■ **INPUT ROWS**:
--------------------------------------------------

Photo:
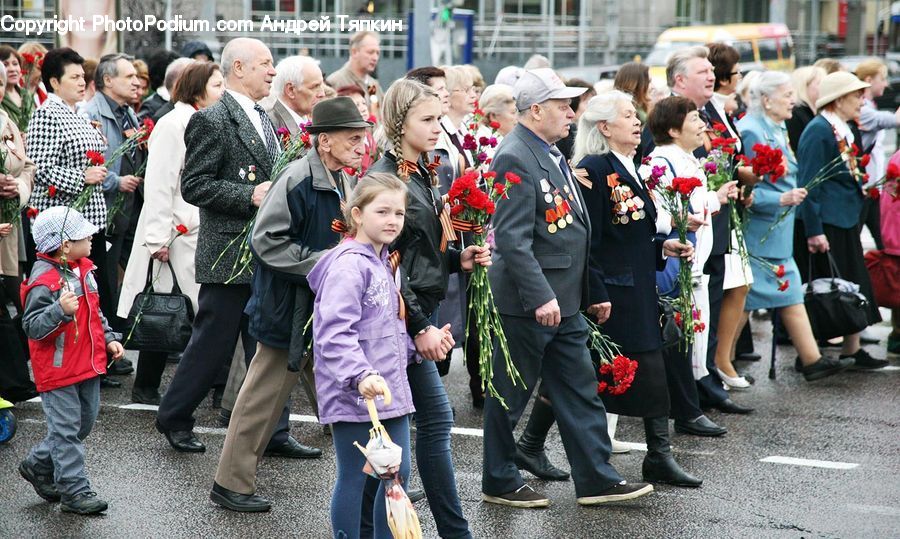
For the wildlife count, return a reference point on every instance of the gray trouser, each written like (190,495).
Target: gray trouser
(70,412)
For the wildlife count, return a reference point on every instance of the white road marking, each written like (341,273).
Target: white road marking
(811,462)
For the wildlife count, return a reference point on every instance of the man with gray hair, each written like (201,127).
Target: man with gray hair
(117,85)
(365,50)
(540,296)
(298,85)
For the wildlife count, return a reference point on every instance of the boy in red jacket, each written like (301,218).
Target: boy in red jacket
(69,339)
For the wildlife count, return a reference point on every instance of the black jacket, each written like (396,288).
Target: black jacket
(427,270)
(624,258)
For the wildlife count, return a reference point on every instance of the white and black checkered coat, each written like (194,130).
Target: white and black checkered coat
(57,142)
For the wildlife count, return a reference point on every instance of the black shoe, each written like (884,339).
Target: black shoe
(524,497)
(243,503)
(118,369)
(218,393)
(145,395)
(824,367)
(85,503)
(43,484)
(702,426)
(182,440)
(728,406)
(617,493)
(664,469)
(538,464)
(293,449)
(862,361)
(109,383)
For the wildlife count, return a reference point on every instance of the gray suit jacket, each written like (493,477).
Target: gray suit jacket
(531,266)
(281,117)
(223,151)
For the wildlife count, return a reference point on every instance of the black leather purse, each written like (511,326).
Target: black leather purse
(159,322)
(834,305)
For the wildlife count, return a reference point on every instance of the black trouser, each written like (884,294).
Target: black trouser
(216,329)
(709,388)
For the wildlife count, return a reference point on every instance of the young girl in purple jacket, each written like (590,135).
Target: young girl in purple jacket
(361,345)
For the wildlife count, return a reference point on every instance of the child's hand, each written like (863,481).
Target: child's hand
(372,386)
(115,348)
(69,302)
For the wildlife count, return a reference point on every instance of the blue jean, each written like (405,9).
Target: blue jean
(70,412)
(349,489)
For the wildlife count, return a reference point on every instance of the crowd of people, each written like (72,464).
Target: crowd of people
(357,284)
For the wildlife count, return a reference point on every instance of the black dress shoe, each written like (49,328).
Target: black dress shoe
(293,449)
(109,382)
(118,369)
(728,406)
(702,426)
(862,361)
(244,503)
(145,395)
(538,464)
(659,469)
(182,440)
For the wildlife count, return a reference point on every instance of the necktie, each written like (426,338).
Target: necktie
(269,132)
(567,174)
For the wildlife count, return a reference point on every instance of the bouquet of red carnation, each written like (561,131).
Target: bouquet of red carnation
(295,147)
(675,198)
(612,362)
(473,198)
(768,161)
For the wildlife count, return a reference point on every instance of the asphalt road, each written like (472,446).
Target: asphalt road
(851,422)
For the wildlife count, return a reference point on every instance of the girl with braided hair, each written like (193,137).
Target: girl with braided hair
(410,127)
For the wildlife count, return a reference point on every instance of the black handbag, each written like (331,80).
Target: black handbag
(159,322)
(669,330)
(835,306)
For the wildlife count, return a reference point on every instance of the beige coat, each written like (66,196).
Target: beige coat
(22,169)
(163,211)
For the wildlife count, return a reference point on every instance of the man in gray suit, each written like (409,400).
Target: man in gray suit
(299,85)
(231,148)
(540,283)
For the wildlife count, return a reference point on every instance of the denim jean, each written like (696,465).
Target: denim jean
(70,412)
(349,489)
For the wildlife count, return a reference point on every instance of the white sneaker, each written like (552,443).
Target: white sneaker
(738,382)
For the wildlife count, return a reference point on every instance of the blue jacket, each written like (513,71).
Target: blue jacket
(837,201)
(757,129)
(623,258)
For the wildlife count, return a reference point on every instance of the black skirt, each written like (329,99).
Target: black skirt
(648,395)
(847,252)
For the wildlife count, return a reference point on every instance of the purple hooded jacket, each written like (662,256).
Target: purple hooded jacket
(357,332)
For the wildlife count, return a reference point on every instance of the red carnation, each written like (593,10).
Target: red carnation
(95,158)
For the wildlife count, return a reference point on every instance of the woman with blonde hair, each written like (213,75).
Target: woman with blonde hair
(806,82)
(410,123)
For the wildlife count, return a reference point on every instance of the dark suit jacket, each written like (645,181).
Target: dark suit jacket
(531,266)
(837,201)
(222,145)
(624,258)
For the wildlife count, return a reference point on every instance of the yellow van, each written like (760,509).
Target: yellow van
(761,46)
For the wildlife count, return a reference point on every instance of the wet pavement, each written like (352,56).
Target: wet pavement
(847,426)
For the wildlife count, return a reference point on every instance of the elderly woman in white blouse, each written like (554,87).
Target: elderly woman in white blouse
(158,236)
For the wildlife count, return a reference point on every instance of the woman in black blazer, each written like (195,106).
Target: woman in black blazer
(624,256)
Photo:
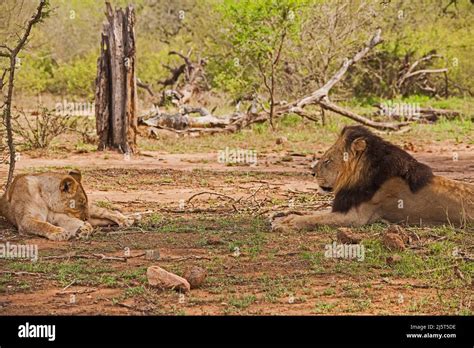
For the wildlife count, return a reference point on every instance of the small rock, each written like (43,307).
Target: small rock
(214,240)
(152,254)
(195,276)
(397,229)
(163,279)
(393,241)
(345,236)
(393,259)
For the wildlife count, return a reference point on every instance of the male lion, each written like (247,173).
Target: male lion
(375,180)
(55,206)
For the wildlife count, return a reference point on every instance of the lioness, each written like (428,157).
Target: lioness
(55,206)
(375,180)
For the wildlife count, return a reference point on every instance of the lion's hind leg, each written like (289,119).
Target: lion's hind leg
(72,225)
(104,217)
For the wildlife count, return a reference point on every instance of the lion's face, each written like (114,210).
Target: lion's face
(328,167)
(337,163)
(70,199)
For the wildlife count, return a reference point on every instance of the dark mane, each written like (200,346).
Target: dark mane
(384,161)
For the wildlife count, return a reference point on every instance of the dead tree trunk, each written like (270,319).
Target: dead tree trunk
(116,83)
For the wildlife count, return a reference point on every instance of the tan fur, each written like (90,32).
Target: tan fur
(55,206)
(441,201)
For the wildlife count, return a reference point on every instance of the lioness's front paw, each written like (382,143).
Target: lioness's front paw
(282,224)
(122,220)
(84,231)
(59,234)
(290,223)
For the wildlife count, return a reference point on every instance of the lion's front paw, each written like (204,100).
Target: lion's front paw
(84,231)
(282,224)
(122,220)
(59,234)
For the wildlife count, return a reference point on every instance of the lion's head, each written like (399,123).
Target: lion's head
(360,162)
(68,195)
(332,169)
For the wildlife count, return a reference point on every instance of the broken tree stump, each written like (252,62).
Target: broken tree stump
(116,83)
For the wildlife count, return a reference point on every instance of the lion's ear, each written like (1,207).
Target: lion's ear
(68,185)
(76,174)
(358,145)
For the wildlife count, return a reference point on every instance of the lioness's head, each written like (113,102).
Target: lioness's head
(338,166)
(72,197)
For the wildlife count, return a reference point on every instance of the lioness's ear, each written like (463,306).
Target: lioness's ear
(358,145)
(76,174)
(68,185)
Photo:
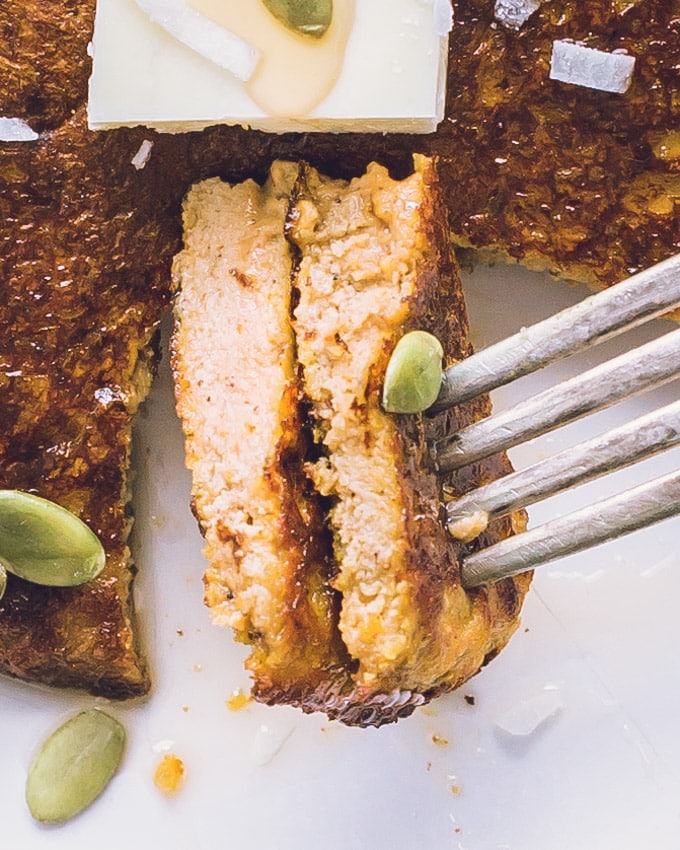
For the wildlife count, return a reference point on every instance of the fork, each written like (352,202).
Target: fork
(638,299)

--------------------------------------------------

■ **SET PROBLEM**: Reproduce all of the rows above word for word, omitting the pictures.

■ **SOLUTION TO THE EXERCISE**:
Photo:
For the wildlife count, return a reference point on every instance of the gray trouser, each written like (190,495).
Target: gray trouser
(70,412)
For the wildlife count, return a reference point on every instance of the white road marking, each written like (341,273).
Target: white road marking
(811,462)
For the wildlife count, return a reference point on every instance of the man with gray hair, each written like (201,127).
Target: man with gray hair
(117,85)
(365,50)
(540,296)
(298,85)
For the wildlife count, return a reference point on every instance of the boy in red jacket, each written like (301,218).
Target: boy in red jacket
(69,339)
For the wildlife count, return a reference point on every instance of the black jacket, each written like (396,288).
Target: black jacket
(427,270)
(624,258)
For the wildlife count, return a reference point on every instance of the white and black checkered coat, each written like (194,130).
Target: white and black checkered coat
(57,142)
For the wildlife count, return a reference point on every instance of the black shoe, each written like (884,339).
Target: black shoe
(524,497)
(243,503)
(118,369)
(218,393)
(145,395)
(824,367)
(85,503)
(43,484)
(702,426)
(182,440)
(728,406)
(617,493)
(664,469)
(538,464)
(293,449)
(862,361)
(109,383)
For the wildlife count, return a reference point on every instance of the gray suit jacket, each written like (493,477).
Target: gray suit jacket
(531,266)
(281,117)
(223,151)
For the wildlife count, return a reference point on every instance of the black leather purse, each written like (511,326).
Target: black leather purse
(159,322)
(834,305)
For the wildlife count, return a reference point on every instance of the black trouser, each written like (884,294).
Target: black trouser
(216,329)
(709,388)
For the wildlife count, return a reference point on every instance of the young girl in purple jacket, each written like (590,135).
Target: young girl in purple jacket
(361,345)
For the wildlife count, return a reference point on every instance of the child's hand, each written like (863,481).
Target: child's hand
(372,386)
(115,348)
(69,302)
For the wildlife count, return a reference point on every instance of the blue jean, each written like (405,9).
Target: blue jean
(70,412)
(349,489)
For the wildlife count, return a reference point on every instance of the crowd of people, each written like (72,464).
Target: crowd of people
(357,284)
For the wildlife count, return a reference point on every instance of the black dress shoe, each written like (49,328).
Target: black dress shoe
(293,449)
(109,382)
(118,369)
(728,406)
(702,426)
(862,361)
(244,503)
(145,395)
(538,464)
(659,469)
(182,440)
For the wildlife count, return a reference point on every instance of the necktie, each written like (426,338).
Target: necktie
(269,132)
(567,174)
For the wildlife count, return a reference point on every instance of the bouquet of red carnation, each written like (561,131).
Target: bouquet of red carnation
(295,147)
(675,198)
(612,362)
(473,198)
(768,161)
For the wildlife count, return a reference point on every instance of the asphalt road, each written like (472,446).
Target: asphalt road
(851,422)
For the wildlife count, return a reference point on every instance of the girl with braided hair, each written like (193,137).
Target: girl with braided hair
(410,127)
For the wildlife count, return a reference point on every instance of the black handbag, each written like (331,80).
Target: black handbag
(159,322)
(669,330)
(835,306)
For the wildlife count, return a reference point on every instance of the beige coat, each written like (66,196).
Target: beige coat
(22,169)
(163,211)
For the wildlife count, return a reference point on every instance of the man in gray suit, each written like (409,400).
Target: man in gray suit
(299,85)
(231,148)
(540,283)
For the wildlife count, return a reference point on every instance of the denim jean, each written like (696,465).
Target: denim jean
(70,412)
(349,489)
For the wildlife count, return a reference point on every instance of the white sneaker, each written like (552,443).
Target: white sneaker
(738,382)
For the wildlife count, return a reference point on every instance of the blue jacket, each written like (513,71).
Target: blue jacket
(837,201)
(757,129)
(623,258)
For the wildlife count, return a reference point on every instance of the black skirt, each written like (329,99).
Target: black skirt
(648,395)
(847,252)
For the wildlife count, return a reference point on every instance of the purple hooded jacket, each written like (662,256).
Target: purple hooded jacket
(357,332)
For the wildlife count, return a reference point on every instance of the red carnation, each written like (593,10).
Target: red carnation
(95,158)
For the wildlife count, return a reference point on every instance of the woman with blonde hair, each written like (213,75).
Target: woman with blonde hair
(806,82)
(410,123)
For the wildlife count, return a reference point on every instance of the dark suit jacket, each written like (645,181).
Target: dark suit jacket
(531,266)
(837,201)
(222,145)
(624,258)
For the wildlife count, return a reference point on every instance of the yellow van, each written like (760,509).
Target: yellow van
(761,46)
For the wildlife count, return a reference point on every instance of the wet pavement, each written like (352,56).
Target: wet pavement
(847,426)
For the wildlife count, return a reference point on every instance of the elderly woman in white blouse, each written like (554,87).
Target: elderly woman in white blouse
(158,236)
For the wildlife count, return a reference point on every instance of the woman in black blazer, each written like (195,106).
Target: woman in black blazer
(624,256)
Photo:
For the wildlife count, return a reference point on every instance of the small rock, each written like (43,307).
Target: small rock
(214,240)
(152,254)
(195,276)
(397,229)
(163,279)
(393,241)
(345,236)
(393,259)
For the wildlife count, return a reference point on every instance of the male lion, each written like (247,173).
Target: male lion
(375,180)
(55,206)
For the wildlife count, return a reference point on every instance of the lioness, each written like (428,157).
Target: lioness
(55,206)
(375,180)
For the wildlife count, return a reference point on every instance of the lion's hind leg, each written like (289,119).
Target: lion's hind leg
(72,225)
(104,217)
For the wildlife count, return a reference point on every instance of the lion's face, each written like (114,210).
Target: lion's face
(328,167)
(337,163)
(70,199)
For the wildlife count, return a reference point on every instance of the dark mane, each written like (200,346).
Target: dark mane
(384,161)
For the wildlife count, return a reference point on every instance of the dead tree trunk, each written like (270,319).
Target: dead tree trunk
(116,83)
For the wildlife count, return a reference point on every instance of the tan fur, each written like (90,32).
Target: tan fur
(55,206)
(441,201)
For the wildlife count, return a reference point on every instance of the lioness's front paw, each written like (382,143).
Target: lioness's front paw
(282,224)
(122,220)
(84,231)
(59,234)
(290,223)
For the wildlife count, return a reference point on every instance of the lion's front paw, each written like (204,100).
Target: lion's front paw
(84,231)
(282,224)
(122,220)
(59,234)
For the wildlife count, return a reference point on every instance of the lion's head, each written like (399,123).
Target: lion's head
(360,162)
(68,195)
(332,169)
For the wildlife count, return a reference point on every instance of the broken tree stump, each written like (252,62).
Target: broken tree stump
(116,83)
For the wildlife count, return a reference point on every instance of the lion's ear, each written like (1,207).
Target: lion's ear
(68,185)
(76,174)
(358,145)
For the wildlife count, return a reference point on every instance of the lioness's head, each written like (113,102).
Target: lioness's head
(338,166)
(72,197)
For the wildlife count, return a reference point on every instance of the lioness's ear, each written like (463,306).
Target: lioness's ear
(358,145)
(76,174)
(68,185)
Photo:
For the wildlife count, return a reference point on every instance of the fork, each written like (352,202).
Target: fork
(638,299)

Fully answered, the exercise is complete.